## Problem description:
Please pick out each line in the items below that contains the word "stool" and copy it. Match the case.

--- BEGIN ---

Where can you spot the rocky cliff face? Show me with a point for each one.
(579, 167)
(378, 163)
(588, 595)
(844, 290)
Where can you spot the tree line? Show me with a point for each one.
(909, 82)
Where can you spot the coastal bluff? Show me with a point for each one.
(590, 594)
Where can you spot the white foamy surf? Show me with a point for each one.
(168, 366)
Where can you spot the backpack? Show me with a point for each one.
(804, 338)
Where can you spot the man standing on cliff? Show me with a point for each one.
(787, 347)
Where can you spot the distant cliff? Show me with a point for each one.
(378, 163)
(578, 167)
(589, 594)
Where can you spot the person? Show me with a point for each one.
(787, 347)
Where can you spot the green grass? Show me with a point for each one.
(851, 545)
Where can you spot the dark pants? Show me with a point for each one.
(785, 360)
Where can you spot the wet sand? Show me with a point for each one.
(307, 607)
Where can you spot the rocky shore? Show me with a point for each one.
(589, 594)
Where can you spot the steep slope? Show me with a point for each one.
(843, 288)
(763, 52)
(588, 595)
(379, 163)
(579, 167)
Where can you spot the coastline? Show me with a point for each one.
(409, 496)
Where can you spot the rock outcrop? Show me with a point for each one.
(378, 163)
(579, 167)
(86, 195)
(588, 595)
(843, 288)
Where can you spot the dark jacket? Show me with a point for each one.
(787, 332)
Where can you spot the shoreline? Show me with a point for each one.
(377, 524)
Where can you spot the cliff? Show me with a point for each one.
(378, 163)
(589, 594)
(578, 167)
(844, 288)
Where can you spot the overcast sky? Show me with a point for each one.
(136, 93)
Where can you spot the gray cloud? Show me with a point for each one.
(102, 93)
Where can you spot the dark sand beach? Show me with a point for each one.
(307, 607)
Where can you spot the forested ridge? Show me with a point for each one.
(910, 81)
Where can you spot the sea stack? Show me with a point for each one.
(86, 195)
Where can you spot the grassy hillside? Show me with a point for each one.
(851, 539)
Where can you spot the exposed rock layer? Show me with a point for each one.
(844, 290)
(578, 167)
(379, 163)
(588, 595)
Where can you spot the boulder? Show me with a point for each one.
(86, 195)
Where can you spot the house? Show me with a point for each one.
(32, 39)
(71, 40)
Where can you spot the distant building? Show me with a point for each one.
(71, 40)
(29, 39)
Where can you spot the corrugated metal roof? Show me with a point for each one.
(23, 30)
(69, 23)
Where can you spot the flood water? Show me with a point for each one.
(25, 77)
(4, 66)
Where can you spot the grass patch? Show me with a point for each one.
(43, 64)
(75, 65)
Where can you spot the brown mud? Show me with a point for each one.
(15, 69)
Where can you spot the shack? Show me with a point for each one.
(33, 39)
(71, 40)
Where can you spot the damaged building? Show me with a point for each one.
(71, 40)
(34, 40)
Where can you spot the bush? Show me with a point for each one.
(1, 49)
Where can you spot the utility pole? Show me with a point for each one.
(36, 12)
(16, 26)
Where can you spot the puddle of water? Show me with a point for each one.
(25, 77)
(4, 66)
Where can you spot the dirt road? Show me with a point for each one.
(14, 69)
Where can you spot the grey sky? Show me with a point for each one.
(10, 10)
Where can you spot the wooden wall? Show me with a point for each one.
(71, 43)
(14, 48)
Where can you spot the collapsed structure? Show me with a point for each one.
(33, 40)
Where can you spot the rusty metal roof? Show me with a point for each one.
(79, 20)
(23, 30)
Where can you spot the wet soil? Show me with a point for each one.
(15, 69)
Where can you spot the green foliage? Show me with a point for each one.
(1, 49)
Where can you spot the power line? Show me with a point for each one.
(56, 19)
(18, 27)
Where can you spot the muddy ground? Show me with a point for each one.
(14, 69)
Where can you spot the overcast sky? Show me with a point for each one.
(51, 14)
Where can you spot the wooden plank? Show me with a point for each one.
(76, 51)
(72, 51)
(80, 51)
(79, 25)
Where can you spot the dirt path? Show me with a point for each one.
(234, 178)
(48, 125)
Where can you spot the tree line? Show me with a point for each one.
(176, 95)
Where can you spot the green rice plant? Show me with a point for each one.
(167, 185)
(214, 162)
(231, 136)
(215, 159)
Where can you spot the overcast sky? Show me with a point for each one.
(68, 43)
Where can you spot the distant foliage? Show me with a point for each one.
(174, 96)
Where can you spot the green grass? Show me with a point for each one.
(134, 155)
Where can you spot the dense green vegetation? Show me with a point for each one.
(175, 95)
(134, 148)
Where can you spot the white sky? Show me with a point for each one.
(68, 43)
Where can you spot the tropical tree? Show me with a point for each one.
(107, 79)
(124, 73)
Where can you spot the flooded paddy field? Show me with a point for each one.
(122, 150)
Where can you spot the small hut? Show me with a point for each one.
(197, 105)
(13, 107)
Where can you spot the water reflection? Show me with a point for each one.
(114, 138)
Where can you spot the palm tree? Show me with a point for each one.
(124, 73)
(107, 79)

--- END ---
--- BEGIN ---

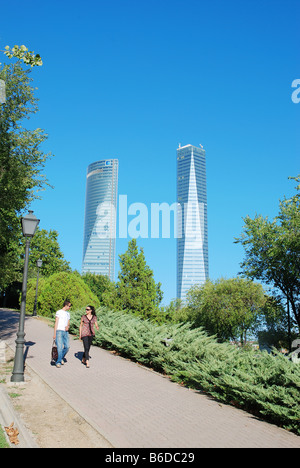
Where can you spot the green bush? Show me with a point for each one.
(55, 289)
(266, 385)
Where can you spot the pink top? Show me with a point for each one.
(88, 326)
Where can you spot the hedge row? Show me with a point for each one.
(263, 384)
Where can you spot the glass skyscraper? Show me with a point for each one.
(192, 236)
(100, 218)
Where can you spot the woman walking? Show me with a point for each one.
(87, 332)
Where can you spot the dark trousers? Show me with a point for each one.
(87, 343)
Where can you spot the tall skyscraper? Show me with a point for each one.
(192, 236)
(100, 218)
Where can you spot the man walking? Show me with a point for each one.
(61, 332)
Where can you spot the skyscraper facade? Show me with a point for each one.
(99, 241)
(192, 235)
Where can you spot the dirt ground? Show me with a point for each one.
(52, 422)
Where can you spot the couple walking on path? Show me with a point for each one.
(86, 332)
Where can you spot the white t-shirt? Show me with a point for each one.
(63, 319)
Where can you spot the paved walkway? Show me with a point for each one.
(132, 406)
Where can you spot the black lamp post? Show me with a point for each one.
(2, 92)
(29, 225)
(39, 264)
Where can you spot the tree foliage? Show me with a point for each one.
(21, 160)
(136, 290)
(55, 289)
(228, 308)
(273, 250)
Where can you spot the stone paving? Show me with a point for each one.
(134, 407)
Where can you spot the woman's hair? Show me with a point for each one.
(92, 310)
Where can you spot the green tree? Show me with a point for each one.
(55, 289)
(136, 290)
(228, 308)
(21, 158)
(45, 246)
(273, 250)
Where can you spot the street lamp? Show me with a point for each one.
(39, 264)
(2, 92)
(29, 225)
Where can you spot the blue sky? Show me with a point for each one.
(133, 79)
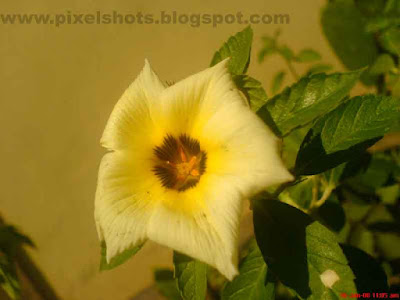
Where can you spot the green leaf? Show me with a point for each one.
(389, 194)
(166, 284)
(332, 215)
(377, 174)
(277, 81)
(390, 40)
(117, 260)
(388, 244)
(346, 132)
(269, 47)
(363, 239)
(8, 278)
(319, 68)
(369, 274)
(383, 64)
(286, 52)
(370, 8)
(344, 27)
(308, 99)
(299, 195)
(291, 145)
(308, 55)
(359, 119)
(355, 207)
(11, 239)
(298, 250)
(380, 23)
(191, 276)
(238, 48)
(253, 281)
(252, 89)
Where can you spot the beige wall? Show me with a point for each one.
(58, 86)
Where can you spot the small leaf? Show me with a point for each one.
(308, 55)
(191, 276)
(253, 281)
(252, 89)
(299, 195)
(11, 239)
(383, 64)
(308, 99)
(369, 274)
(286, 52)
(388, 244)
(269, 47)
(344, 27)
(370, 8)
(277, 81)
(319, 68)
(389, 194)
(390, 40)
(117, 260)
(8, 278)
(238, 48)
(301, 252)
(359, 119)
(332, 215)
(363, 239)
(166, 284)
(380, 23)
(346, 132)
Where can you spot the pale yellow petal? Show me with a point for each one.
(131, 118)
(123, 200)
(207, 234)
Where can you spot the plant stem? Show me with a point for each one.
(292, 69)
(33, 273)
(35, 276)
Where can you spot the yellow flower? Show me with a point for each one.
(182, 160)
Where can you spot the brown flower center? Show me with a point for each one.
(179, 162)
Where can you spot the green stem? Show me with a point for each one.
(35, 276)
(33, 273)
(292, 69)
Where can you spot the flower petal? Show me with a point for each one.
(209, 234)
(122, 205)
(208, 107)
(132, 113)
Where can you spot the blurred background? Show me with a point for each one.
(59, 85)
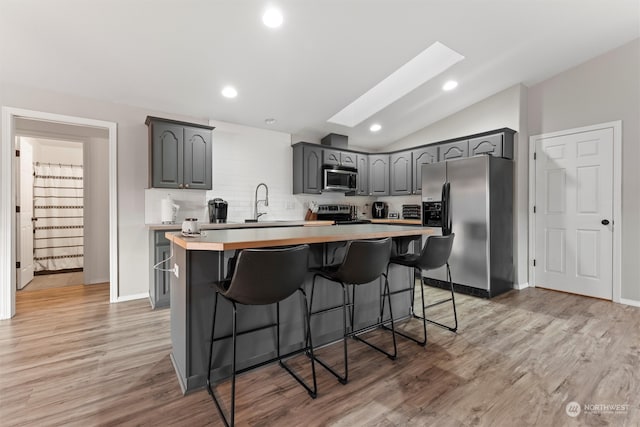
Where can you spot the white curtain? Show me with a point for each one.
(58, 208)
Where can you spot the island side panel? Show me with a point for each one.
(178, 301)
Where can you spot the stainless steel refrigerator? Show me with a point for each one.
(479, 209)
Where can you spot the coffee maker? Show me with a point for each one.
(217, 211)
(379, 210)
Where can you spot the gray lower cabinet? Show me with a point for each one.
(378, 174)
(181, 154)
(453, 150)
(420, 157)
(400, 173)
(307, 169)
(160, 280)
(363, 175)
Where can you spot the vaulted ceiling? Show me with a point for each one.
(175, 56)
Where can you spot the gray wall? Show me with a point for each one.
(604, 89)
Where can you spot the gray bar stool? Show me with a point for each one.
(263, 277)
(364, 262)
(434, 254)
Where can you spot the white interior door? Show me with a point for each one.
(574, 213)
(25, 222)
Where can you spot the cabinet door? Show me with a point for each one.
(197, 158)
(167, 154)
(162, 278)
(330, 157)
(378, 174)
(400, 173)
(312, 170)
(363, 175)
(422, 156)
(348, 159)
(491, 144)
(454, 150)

--- END ---
--- BEGIN ---

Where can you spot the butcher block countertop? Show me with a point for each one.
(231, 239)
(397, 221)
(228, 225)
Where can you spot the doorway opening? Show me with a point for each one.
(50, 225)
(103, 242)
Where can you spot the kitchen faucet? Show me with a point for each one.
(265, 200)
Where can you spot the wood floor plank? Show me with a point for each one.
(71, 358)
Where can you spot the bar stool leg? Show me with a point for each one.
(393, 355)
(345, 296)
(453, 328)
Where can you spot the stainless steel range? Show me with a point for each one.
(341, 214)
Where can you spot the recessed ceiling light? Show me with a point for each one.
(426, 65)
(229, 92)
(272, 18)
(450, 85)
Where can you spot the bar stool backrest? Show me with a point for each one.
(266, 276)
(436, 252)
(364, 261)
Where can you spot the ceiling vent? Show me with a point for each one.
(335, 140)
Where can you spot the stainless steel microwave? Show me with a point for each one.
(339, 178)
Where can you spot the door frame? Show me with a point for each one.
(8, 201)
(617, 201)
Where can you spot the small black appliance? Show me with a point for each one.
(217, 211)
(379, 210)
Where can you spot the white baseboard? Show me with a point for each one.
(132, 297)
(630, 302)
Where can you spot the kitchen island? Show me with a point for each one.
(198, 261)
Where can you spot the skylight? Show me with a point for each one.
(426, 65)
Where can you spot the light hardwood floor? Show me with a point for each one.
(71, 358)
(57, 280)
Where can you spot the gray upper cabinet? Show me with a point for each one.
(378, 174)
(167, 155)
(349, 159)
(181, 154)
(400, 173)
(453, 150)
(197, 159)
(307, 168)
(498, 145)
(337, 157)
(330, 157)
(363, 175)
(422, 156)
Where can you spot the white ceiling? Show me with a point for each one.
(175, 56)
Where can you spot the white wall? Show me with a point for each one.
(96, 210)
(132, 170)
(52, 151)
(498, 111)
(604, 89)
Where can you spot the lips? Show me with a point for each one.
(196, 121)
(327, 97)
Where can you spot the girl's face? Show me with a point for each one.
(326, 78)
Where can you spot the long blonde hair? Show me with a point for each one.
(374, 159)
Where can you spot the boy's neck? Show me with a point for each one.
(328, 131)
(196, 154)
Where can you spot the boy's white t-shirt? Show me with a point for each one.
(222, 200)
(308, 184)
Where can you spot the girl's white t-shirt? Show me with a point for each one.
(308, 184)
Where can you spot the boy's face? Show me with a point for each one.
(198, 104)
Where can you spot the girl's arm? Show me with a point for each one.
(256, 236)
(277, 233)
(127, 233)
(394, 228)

--- END ---

## Final result:
Where can you spot the gray bar stool? Show me with a point for each one.
Where can you spot the bar stool leg? Show me with a point for each one.
Where can you spot the bar stool backrest? Show me with a point for each one.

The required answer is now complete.